**REQUIREMENT 1**
According to the film summary, who handled the cinematography for Indian Penal Law?

---

- Theatrical release poster
- Directed by: Karunanithi
- Written by: Karunanithi
- Produced by: G. R. Madhan Krishnan
- Starring: TTF Vasan; Kishore; Abhirami; Kushitha Kallapu;
- Cinematography: S. Pitchumani
- Edited by: Prakash Mabbu
- Music by: Ashwin Vinayagamoorthy
- Production company: Radha Film International
- Release date: 28 November 2025;
- Country: India
- Language: Tamil

= Indian Penal Law =

Indian Tamil-language action thriller film

Indian Penal Law, also marketed as IPL, is a 2025 Indian Tamil-language action thriller film written and directed by Karunanithi. The film is produced by G. R. Madha Krishnan under his Radha Film International banner starring YouTuber TTF Vasan and Kushitha Kallapu in the lead roles, marking their onscreen debut alongside Kishore and Abhirami in important roles. The film was theatrically released on 28 November 2025.

---

**REQUIREMENT 2**
Report each line of the records that contains the word "bird", copying it in full.

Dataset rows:

---

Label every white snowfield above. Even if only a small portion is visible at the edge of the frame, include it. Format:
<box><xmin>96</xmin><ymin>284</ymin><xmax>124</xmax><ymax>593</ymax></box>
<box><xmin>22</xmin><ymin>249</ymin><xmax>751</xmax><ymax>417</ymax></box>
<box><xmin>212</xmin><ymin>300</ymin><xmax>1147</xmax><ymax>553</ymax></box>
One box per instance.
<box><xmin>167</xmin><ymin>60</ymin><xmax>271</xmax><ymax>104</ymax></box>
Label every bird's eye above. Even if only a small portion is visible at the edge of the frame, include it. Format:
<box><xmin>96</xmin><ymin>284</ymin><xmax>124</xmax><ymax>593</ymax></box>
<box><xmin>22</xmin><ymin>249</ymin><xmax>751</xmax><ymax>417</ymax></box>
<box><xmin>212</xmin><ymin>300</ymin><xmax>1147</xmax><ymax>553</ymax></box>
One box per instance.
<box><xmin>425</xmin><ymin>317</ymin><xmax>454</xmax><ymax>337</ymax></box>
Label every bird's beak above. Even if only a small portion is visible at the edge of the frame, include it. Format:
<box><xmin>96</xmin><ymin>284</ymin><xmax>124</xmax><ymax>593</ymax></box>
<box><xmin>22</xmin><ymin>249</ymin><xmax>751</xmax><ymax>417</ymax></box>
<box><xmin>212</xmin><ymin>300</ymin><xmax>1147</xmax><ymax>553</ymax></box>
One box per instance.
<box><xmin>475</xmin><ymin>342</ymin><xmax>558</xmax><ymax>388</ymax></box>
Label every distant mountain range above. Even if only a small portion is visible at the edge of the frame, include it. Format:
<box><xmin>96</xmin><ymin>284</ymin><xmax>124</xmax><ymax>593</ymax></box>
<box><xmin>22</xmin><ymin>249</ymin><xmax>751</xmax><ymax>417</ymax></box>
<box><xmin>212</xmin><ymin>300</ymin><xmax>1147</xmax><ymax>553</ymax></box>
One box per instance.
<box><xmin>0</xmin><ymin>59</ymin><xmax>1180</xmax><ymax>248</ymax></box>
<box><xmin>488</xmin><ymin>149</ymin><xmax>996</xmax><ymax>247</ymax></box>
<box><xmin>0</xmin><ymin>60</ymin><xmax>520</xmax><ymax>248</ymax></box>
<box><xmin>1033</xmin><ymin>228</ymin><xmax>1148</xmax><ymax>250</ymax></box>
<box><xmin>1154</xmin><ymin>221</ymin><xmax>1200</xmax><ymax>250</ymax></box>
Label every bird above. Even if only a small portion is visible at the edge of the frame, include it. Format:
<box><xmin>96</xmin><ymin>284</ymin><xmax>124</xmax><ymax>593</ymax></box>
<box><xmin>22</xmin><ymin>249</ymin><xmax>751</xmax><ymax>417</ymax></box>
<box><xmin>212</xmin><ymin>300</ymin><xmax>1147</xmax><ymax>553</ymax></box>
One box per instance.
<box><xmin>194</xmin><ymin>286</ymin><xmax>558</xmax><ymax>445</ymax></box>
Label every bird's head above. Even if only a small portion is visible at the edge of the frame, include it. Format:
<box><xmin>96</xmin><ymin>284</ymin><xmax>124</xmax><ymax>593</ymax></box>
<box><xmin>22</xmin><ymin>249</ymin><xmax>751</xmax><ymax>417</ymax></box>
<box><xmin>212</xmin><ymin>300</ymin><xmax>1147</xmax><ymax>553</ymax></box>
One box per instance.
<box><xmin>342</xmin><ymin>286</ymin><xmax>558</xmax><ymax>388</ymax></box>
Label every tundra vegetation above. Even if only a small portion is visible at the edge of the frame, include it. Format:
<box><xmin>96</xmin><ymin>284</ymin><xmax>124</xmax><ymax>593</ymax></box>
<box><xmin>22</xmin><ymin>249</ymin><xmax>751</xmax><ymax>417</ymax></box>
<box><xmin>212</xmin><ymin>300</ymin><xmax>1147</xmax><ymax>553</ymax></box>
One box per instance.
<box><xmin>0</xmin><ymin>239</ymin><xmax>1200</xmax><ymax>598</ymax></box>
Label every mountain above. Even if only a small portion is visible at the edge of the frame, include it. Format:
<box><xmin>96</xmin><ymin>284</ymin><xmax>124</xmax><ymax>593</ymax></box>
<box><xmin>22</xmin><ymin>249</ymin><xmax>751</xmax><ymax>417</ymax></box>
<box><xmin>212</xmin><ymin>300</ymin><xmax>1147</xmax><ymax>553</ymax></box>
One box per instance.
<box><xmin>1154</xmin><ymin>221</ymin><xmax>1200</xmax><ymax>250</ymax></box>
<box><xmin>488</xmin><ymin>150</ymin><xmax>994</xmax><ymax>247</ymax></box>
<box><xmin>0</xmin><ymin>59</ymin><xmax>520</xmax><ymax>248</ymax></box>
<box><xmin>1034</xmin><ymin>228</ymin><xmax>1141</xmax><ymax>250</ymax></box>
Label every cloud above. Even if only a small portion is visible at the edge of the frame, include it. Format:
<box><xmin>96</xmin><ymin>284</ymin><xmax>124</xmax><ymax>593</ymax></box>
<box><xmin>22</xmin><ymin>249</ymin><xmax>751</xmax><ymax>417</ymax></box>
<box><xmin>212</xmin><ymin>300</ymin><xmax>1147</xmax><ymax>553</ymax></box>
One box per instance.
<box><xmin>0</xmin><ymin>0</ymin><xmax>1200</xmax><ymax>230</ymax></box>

---

**REPLY 1**
S. Pitchumani

**REPLY 2**
Label every bird's eye above. Even if only a small portion is visible at the edge of the frame, include it. Format:
Label every bird's beak above. Even if only a small portion is visible at the edge of the frame, include it. Format:
Label every bird above. Even if only a small portion is visible at the edge of the frame, include it. Format:
Label every bird's head above. Even if only a small portion is visible at the edge of the frame, include it. Format:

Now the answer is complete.